Provvedimenti tampone

Se solo ora, di fronte alla evidenza di furti della spesa di gente affamata, il Governo sta mettendo in atto provvedimenti tampone, e forse del tutto inefficaci, viene pure in mente il furto di cultura e di istruzione che da tempo indefinito viene perpetrato dai governanti italiani nei confronti della scuola.

Tagli brutali, edifici pericolanti, nessuna politica per frenare gli abbandoni e le dispersioni, soprattutto nelle aree depresse del Sud, docenti reclutati senza verifiche e senza concorsi, dirigenti in cattedra solo per via giudiziaria, hanno contribuito a fare della nostra scuola più un luogo per percepire reddito che un rifugio per formare cittadini consapevoli, istruiti, abili a interpretare e capire il mondo e le sue difficoltà, intervenendo laddove occorreva.

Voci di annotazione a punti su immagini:
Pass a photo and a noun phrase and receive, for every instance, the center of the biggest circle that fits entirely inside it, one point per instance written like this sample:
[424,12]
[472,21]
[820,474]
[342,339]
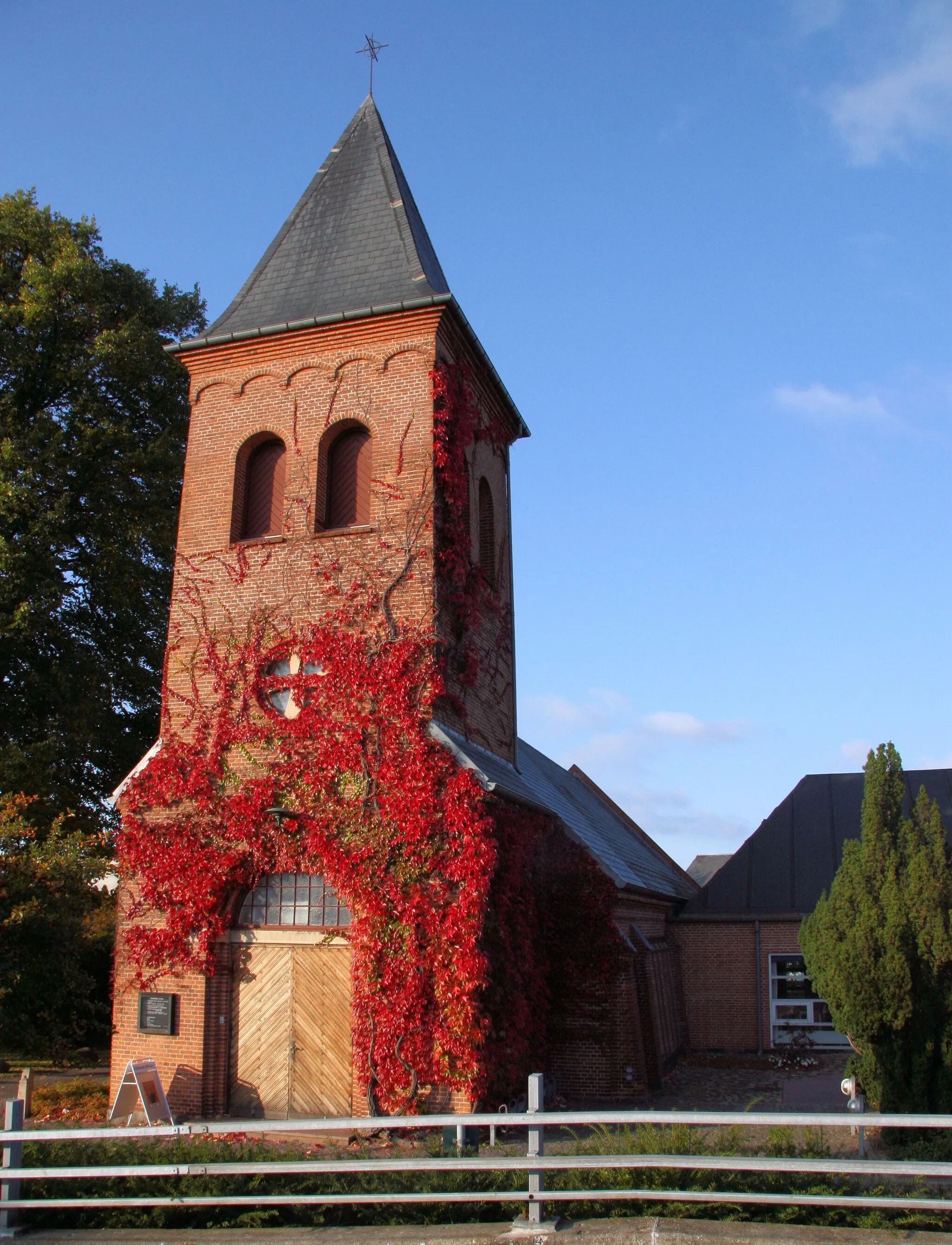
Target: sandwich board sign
[141,1090]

## Compito scritto 1
Trascrivi dall'estratto sulla scuola italiana tutto il testo che va da "Tagli brutali, edifici" giù fino a "intervenendo laddove occorreva.".
## Compito scritto 2
Secondo l'estratto sulla scuola italiana, quali fattori hanno reso la scuola più un luogo per percepire reddito che un rifugio per formare cittadini consapevoli? Rispondi in una, due o tre frasi.
## Compito scritto 3
Prosegui l'estratto sulla scuola italiana a partire dal punto in cui si interrompe.

## Risposta all'esercizio 1
Tagli brutali, edifici pericolanti, nessuna politica per frenare gli abbandoni e le dispersioni, soprattutto nelle aree depresse del Sud, docenti reclutati senza verifiche e senza concorsi, dirigenti in cattedra solo per via giudiziaria, hanno contribuito a fare della nostra scuola più un luogo per percepire reddito che un rifugio per formare cittadini consapevoli, istruiti, abili a interpretare e capire il mondo e le sue difficoltà, intervenendo laddove occorreva.

## Risposta all'esercizio 2
Vi hanno contribuito tagli brutali, edifici pericolanti e l'assenza di una politica per frenare gli abbandoni e le dispersioni, soprattutto nelle aree depresse del Sud. Vi hanno contribuito anche docenti reclutati senza verifiche e senza concorsi e dirigenti in cattedra solo per via giudiziaria.

## Risposta all'esercizio 3
Il Sessantotto e la sconfitta dell’ignoranza

Negli anni della Contestazione, durante i mitici mesi del “68, si pensava che l’istruzione di massa avrebbe dovuto cambiare il mondo, sconfiggendo in modo definitivo l’analfabetismo, l’ignoranza, l’accettazione acritica del potere e della cultura delle classi dominanti; e invece non è stato così, anzi, si sta manifestando con virulenza conclamata non solo l’analfabetismo di ritorno, ma anche l’imbambolarsi e rimbambirsi davanti a una tv che ha demandato la sua funzione di trasmissione di saperi e di informazione, alla pubblicità e al consumo, acuendo le distanze fra i suoi fruitori, mentre anche i cosiddetti social rispecchiano le differenze culturali e i livelli di istruzione, dentro cui imbonitori d’ogni tipo si sentono in diritto di dire la loro, falsificando e mestando.

E l’unico crivello per separare il loglio dal frumento doveva essere invece l’istruzione e la scuola alla quale però non si è voluto credere, mettendo sulle sue ferite inefficaci cerotti, ma non per inefficienza o ignoranza, bensì per razionale scelta, per consapevole intruglio di demagogia e lassismo.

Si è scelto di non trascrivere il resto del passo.